▶ _To-do list_
1. In the scanner requirements text, what is the most target regions a Scan_Profile may list?
2. Carry the scanner requirements text forward from its last sentence.

1. THE Scanner SHALL accept a Scan_Profile specifying: Provider type (mandatory), authentication credentials (mandatory), target regions (optional, maximum 50), and resource type filters (optional, maximum 200 entries)
2. WHEN resource type filters are specified in the Scan_Profile, THE Scanner SHALL discover only the resource types included in the filter list
3. WHEN no resource type filters are specified in the Scan_Profile, THE Scanner SHALL discover all supported resource types for the specified Provider
4. WHEN region filters are specified in the Scan_Profile, THE Scanner SHALL limit discovery to the specified regions only
5. WHEN no region filters are specified in the Scan_Profile, THE Scanner SHALL discover resources across all regions accessible with the provided credentials
6. IF a Scan_Profile contains invalid or incomplete configuration, THEN THE Scanner SHALL return a validation error listing all invalid fields before attempting connection, where a valid Scan_Profile requires at minimum a supported Provider type and non-empty authentication credentials
7. IF a Scan_Profile specifies a region that does not exist for the given Provider or a resource type not supported by the Provider, THEN THE Scanner SHALL return a validation error identifying each unrecognized region or resource type

### Requirement 7: Output Validation

**User Story:** As an infrastructure engineer, I want the generated IaC to be validated automatically, so that I can trust it is syntactically correct and represents my infrastructure accurately.

▶ _Rows_
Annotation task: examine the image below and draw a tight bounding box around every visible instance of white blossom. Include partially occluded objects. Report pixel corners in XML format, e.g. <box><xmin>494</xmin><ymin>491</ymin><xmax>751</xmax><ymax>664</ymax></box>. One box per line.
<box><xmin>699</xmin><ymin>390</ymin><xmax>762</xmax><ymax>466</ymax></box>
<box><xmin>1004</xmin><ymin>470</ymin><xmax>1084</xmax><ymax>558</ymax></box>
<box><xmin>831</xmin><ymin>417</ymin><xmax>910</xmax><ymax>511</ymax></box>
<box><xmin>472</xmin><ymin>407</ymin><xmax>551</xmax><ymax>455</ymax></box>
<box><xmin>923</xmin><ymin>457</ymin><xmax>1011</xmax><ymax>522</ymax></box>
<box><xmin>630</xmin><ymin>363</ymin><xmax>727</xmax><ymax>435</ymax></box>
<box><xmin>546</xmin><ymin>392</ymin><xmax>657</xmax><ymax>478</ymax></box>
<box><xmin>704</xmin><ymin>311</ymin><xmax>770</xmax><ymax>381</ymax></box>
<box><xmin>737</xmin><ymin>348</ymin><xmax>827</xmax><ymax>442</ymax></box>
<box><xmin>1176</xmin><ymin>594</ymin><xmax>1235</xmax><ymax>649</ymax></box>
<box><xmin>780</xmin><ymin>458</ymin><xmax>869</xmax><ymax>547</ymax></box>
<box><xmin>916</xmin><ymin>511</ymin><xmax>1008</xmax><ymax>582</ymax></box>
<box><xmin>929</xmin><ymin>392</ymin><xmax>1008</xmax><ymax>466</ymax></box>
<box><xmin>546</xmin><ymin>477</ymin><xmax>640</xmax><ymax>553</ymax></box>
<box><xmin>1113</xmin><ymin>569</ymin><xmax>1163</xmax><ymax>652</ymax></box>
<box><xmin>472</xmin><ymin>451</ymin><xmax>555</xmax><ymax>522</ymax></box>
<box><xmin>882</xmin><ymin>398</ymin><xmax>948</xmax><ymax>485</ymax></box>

▶ _Task-by-task results_
1. 50

2.
#### Acceptance Criteria

1. WHEN IaC_Output is generated, THE Code_Generator SHALL run `terraform init` and `terraform validate` against the generated code and report any validation errors to the user including the file name and error description for each error
2. WHEN IaC_Output and state are generated, THE Code_Generator SHALL run `terraform plan` and confirm that zero resource additions, modifications, or destructions are planned
3. IF `terraform plan` reports one or more planned changes, THEN THE Code_Generator SHALL report the drift to the user listing each resource with a planned change and the change type (add, modify, or destroy)
4. IF validation reveals errors, THEN THE Code_Generator SHALL attempt to correct the errors and re-validate, repeating up to 3 correction attempts, and if validation still fails after the third attempt, THE Code_Generator SHALL report failure to the user including the remaining error details
5. IF the Terraform binary is not available or fails to execute, THEN THE Code_Generator SHALL report an error to the user indicating that Terraform is required for validation and which command failed

### Requirement 8: Incremental Scanning

**User Story:** As an infrastructure engineer, I want to re-scan my infrastructure and detect changes since the last scan, so that I can keep my IaC up to date with infrastructure drift.

#### Acceptance Criteria

1. WHEN a previous scan result exists for the same Scan_Profile, THE Scanner SHALL compare the current discovery results against the previous inventory and classify each Resource as added (present now but not in previous), removed (present in previous but not now), or modified (same unique identifier exists in both but one or more configuration attributes differ)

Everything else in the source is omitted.